-- start Dataset excerpts --

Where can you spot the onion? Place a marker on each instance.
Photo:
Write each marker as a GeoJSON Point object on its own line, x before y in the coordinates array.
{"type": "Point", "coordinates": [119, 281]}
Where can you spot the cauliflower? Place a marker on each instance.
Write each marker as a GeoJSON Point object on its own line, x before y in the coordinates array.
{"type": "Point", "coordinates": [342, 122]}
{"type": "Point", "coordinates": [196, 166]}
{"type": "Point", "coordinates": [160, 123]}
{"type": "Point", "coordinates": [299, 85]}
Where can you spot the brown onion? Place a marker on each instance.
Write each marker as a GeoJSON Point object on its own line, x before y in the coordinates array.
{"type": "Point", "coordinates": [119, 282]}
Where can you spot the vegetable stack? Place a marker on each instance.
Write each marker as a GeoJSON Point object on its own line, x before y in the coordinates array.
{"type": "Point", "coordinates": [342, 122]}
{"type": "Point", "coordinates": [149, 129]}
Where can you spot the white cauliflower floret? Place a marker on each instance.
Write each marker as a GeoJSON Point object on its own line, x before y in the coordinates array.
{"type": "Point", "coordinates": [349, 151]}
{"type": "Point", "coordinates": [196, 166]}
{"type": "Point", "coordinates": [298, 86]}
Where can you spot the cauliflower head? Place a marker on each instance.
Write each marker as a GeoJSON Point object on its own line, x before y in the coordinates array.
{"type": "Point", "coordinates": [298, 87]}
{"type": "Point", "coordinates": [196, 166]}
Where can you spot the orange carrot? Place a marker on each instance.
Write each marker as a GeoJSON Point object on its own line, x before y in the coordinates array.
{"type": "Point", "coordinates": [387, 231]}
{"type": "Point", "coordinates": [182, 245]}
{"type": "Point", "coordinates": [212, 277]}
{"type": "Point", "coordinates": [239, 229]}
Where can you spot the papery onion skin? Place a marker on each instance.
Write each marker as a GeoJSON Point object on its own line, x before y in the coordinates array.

-- end Dataset excerpts --

* [Stated problem]: Print all of the entries again, exactly as written.

* [Finished exercise]:
Where can you spot the onion? Place a marker on each instance.
Photo:
Write each marker as a GeoJSON Point object on its own line, x before y in the coordinates array.
{"type": "Point", "coordinates": [119, 281]}
Where can you spot the cauliflower? Place a marker on each instance.
Write each marker as a GeoJSON Point object on its own line, x before y in the coordinates array.
{"type": "Point", "coordinates": [342, 122]}
{"type": "Point", "coordinates": [196, 166]}
{"type": "Point", "coordinates": [160, 123]}
{"type": "Point", "coordinates": [299, 85]}
Where can you spot the brown onion? Place a marker on each instance.
Write each marker as a GeoJSON Point object on its own line, x before y in the coordinates array.
{"type": "Point", "coordinates": [119, 282]}
Where can you spot the vegetable stack? Place a marker on each instance.
Write each marker as a GeoJSON Point object on its own line, x before y in the coordinates array.
{"type": "Point", "coordinates": [342, 122]}
{"type": "Point", "coordinates": [149, 129]}
Where can you spot the white cauliflower floret? Place a marker on each instance.
Write each marker as a GeoJSON Point object on its own line, x before y in the coordinates array.
{"type": "Point", "coordinates": [349, 151]}
{"type": "Point", "coordinates": [196, 166]}
{"type": "Point", "coordinates": [298, 86]}
Where can you spot the cauliflower head? Place a marker on each instance.
Write each marker as a GeoJSON Point object on its own line, x before y in the coordinates array.
{"type": "Point", "coordinates": [298, 87]}
{"type": "Point", "coordinates": [196, 166]}
Where can you spot the orange carrot? Place a marker on each instance.
Write each marker as a GeoJSON Point object on its own line, x before y in the coordinates array.
{"type": "Point", "coordinates": [387, 231]}
{"type": "Point", "coordinates": [182, 245]}
{"type": "Point", "coordinates": [212, 277]}
{"type": "Point", "coordinates": [239, 229]}
Where can you spot the papery onion skin? Place a marker on each instance.
Write each marker as a GeoJSON Point object on its own line, x before y in the coordinates array.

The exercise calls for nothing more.